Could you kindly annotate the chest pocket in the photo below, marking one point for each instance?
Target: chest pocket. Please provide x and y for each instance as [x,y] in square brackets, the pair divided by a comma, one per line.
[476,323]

==

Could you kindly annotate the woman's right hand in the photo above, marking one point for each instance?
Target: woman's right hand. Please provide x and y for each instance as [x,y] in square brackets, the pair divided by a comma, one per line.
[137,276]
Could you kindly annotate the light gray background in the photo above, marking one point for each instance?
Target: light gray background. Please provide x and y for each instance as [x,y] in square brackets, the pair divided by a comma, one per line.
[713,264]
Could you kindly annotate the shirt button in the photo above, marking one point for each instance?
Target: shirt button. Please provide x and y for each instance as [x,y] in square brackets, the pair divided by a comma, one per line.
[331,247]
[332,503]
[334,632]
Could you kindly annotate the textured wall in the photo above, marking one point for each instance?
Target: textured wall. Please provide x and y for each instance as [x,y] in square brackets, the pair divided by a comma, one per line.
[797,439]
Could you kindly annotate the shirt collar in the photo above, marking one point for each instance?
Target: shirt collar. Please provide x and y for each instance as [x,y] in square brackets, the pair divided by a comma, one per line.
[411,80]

...

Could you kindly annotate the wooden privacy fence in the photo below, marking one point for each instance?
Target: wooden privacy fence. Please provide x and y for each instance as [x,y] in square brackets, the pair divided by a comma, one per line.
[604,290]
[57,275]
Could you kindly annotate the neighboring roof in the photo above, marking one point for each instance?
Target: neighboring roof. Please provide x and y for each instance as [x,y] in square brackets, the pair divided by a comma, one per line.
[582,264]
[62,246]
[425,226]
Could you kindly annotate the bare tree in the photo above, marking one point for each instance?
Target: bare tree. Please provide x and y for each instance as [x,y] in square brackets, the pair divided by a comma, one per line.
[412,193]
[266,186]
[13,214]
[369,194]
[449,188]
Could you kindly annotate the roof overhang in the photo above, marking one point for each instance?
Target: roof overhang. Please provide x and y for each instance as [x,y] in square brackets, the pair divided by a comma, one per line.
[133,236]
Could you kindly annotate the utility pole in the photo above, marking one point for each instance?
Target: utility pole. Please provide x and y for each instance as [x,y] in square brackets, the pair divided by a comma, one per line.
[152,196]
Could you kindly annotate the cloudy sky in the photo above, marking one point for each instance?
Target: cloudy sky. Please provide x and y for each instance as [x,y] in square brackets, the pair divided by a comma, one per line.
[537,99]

→ TASK BRIEF: Reply with the number of lines in the entries that hold the word "below", and add no other words.

→ OUTPUT FOR THIS TASK: 2